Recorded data
------------------------------

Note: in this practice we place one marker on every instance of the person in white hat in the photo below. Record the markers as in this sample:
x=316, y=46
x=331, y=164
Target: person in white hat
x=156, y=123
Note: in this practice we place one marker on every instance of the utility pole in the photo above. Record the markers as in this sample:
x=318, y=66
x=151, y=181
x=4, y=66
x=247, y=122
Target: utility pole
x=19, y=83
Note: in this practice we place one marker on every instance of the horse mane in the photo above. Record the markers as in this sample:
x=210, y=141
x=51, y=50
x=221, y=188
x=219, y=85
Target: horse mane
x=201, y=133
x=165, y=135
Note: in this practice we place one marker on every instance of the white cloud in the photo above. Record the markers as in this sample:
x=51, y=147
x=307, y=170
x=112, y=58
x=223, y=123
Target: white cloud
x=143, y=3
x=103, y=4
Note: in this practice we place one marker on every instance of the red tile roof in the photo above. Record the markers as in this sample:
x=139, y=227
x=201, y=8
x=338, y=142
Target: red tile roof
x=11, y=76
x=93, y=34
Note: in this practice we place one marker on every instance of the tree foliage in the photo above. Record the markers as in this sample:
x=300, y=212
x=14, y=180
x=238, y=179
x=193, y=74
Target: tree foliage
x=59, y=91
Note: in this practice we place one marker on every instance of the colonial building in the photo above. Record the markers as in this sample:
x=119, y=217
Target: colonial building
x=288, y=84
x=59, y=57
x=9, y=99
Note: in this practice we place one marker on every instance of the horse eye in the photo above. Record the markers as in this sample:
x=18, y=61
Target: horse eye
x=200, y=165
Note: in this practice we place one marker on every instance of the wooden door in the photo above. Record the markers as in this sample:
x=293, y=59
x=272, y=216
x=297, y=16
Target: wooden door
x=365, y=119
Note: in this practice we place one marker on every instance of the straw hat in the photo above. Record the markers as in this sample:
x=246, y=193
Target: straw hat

------------------------------

[What is needed] Whenever a line of the records holds the string "straw", pick it out and copy it.

[Answer to the exercise]
Note: in this practice we place one marker on every instance of the straw hat in the photo above. Record the markers as in this sample:
Target: straw hat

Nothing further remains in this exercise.